═════ Given text ═════
Insects are also all-star recyclers. They play a vital role in decomposing dead plants and animals and recycling the nutrients into the soil, as well as in aerating the soil as they burrow. Losing insects would thoroughly disrupt agriculture because plants would lack nutrients necessary for growth. Also, the accumulation of dead plants and animals in the environment would cause a putrefied mess.
Insects are vital to ecosystem function and to our very existence, and yet the evidence seems incontrovertible that they are declining. Consider three recent studies. In 2017, a German entomological society found that the overall mass of flying insects in 63 German nature reserves had decreased by 75 per cent over the last three decades. Known as the Krefeld study, researchers found declines in every habitat sampled and concluded that intensive agriculture, with its pesticides, herbicides and simplification of the landscape, was the principal factor in the decline.
CANADIANS NEED TO FOCUS ON REVERSING DECLINES BEFORE IT IS TOO LATE. ALL GOVERNMENT DEPARTMENTS RELEVANT TO THE ISSUE MUST COLLABORATE ON A SOLUTION
A second longitudinal study out of the Caribbean is even more concerning. Published in late 2018 and drawing on data collected in the Luquillo rainforest of Puerto Rico back in the 1970s and 40 years later in the early 2010s, U.S. tropical ecologist Brad Lister revealed a 10- to 60-fold decrease in insect biomass over the four decades. This astounding result is even more troubling considering that the study area is not directly affected by pesticides, herbicides or habitat loss. The data points to climate change: average temperatures in the forest have risen by 2 degrees C since the 1970s.
The third study, published in April this year in the journal Biological Conservation, is a global review of four decades of insect studies by a pair of Australian entomologists. This survey of 73 different studies revealed insect declines on average of 41 per cent and a drop in the total mass of insects of 2.5 per cent a year. The authors calculated the rate of insect species extinction as eight times faster than that of vertebrates. The research identified habitat loss, pesticides, fertilizers, introduced species and disease, and climate change as the primary factors in the decline.
═════ Records ═════
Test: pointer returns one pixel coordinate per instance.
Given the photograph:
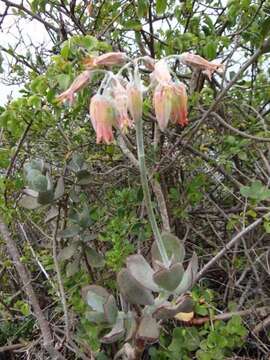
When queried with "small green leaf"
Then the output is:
(95, 259)
(110, 310)
(28, 202)
(148, 330)
(161, 6)
(72, 267)
(142, 8)
(70, 231)
(67, 252)
(265, 27)
(257, 191)
(59, 189)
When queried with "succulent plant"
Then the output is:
(159, 292)
(41, 190)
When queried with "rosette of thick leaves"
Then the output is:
(104, 311)
(139, 279)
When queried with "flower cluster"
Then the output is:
(119, 103)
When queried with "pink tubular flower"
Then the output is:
(102, 114)
(120, 99)
(161, 73)
(163, 95)
(200, 63)
(135, 101)
(109, 59)
(179, 111)
(79, 82)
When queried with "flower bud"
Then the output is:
(179, 105)
(121, 104)
(161, 74)
(135, 102)
(163, 104)
(103, 117)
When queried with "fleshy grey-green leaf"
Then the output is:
(188, 277)
(169, 279)
(141, 271)
(174, 248)
(132, 290)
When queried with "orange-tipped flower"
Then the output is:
(102, 114)
(198, 62)
(179, 105)
(79, 82)
(109, 59)
(163, 104)
(161, 73)
(135, 101)
(121, 101)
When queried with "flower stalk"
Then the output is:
(146, 192)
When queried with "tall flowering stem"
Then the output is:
(146, 192)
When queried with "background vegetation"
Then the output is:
(213, 174)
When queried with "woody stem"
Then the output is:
(146, 192)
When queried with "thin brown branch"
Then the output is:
(29, 291)
(229, 245)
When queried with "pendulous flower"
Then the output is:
(161, 72)
(79, 82)
(121, 104)
(103, 117)
(135, 101)
(179, 113)
(163, 104)
(198, 62)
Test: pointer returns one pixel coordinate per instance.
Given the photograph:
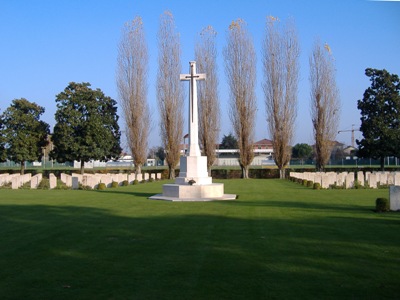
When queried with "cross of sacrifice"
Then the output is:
(194, 149)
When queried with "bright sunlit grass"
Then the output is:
(279, 240)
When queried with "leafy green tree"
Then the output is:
(86, 125)
(23, 132)
(302, 151)
(229, 142)
(380, 116)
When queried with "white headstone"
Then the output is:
(394, 198)
(52, 181)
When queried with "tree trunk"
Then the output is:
(209, 171)
(282, 173)
(82, 167)
(171, 171)
(245, 172)
(22, 170)
(138, 170)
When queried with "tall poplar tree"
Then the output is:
(169, 91)
(325, 102)
(281, 53)
(209, 111)
(132, 70)
(240, 68)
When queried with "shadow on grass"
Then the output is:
(70, 252)
(290, 204)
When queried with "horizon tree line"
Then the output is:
(281, 74)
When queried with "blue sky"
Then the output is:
(47, 44)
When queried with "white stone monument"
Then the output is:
(193, 182)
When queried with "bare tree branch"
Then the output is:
(325, 102)
(209, 111)
(132, 70)
(169, 90)
(240, 68)
(281, 76)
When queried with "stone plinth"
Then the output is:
(394, 198)
(193, 168)
(205, 192)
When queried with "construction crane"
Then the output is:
(352, 134)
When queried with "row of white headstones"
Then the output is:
(75, 180)
(348, 179)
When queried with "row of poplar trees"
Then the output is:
(280, 59)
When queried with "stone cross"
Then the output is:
(193, 120)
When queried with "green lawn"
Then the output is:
(279, 240)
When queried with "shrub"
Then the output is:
(316, 186)
(102, 186)
(114, 184)
(382, 205)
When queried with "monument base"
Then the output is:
(205, 192)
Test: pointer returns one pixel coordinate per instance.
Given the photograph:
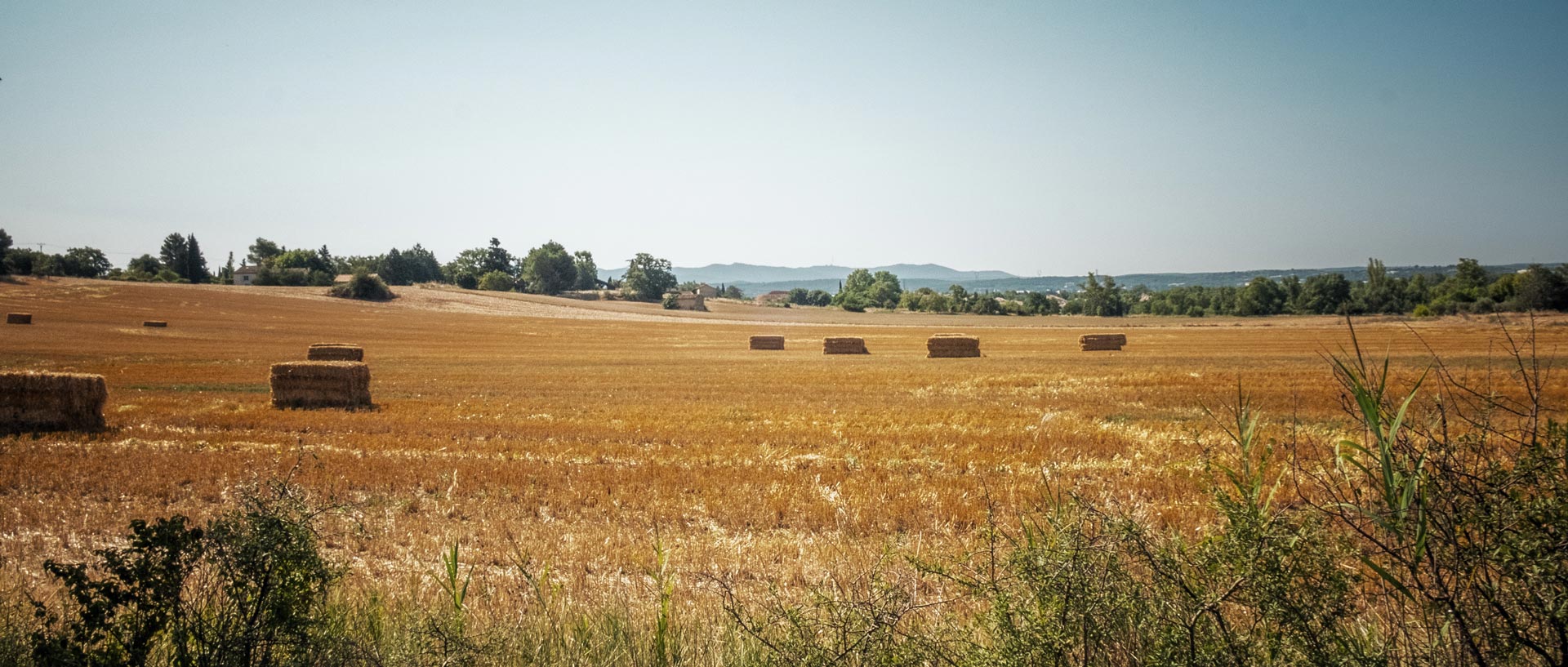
═════
Using the insect decline text, answer each question:
(a) How many German nature reserves did the Krefeld study cover?
(b) By how much have average temperatures in the Luquillo rainforest risen since the 1970s?
(c) How many times faster than the rate for vertebrates did the Australian entomologists calculate insect species extinction to be?

(a) 63 nature reserves.
(b) By 2 degrees C.
(c) Eight times faster.